**Supplied material:**
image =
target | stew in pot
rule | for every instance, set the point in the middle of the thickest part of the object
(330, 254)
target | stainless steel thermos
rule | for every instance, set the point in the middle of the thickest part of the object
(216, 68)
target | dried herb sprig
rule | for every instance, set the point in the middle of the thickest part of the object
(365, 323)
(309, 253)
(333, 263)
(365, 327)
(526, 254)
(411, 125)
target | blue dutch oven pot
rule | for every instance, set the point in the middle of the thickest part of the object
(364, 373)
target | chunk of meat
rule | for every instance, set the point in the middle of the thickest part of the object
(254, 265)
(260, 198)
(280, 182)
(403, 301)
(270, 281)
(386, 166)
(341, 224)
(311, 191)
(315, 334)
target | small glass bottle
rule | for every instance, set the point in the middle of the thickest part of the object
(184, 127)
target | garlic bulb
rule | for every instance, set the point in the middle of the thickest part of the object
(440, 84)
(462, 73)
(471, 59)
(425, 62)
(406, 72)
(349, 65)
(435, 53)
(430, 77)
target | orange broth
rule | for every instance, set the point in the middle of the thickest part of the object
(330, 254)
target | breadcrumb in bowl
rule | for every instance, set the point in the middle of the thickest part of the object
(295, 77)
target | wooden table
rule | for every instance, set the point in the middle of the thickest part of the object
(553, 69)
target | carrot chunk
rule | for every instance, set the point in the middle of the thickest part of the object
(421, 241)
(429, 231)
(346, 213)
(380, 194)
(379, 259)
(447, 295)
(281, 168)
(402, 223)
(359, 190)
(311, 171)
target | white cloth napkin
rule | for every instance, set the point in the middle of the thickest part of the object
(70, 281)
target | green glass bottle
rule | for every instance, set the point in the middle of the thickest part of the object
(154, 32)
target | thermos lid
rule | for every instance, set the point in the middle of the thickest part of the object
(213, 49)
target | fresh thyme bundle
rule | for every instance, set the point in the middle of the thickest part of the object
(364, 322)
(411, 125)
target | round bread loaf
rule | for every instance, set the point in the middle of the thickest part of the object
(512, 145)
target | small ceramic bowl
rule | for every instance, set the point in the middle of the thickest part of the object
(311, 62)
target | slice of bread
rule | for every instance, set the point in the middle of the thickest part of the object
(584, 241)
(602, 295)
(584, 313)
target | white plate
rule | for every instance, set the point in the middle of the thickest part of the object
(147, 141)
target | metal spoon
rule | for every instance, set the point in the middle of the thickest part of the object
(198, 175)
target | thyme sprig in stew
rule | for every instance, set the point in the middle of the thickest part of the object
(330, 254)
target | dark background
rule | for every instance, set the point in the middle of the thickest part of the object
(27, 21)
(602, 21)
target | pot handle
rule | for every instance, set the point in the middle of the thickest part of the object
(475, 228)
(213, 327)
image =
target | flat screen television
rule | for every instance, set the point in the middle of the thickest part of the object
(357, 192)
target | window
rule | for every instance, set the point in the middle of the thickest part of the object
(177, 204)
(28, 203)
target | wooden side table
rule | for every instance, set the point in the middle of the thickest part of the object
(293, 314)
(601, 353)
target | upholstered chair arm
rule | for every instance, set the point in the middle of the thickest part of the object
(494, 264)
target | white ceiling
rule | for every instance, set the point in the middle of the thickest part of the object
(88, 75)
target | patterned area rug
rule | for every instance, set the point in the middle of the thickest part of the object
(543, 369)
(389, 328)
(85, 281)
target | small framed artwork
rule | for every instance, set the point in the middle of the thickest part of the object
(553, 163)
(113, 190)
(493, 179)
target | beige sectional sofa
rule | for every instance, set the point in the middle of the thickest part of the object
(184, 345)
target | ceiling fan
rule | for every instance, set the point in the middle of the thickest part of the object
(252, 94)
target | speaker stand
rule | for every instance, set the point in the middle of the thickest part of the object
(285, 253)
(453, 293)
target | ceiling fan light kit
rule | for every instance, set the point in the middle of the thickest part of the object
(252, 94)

**Do this:**
Exactly reproduce the lines beginning with the one that contains "target | small framed artwork" and ending with the last line of the material, both included. Leave out everything else.

**Result of this exercise:**
target | small framed artwork
rule | for every instance, set the point in the middle of the thickest part of the object
(553, 163)
(113, 190)
(493, 179)
target | beige sectional sofa
rule | for every instance, set the point in the middle of the thickest part of the object
(184, 345)
target | ceiling fan
rule | for every instance, set the point in the middle of the thickest part of the object
(252, 94)
target | speaker stand
rule | for every instance, set the point in the middle of the thickest part of the object
(285, 253)
(453, 293)
target | ceiling fan light kit
rule | for every instance, set the point in the middle of the thickest part of the object
(252, 94)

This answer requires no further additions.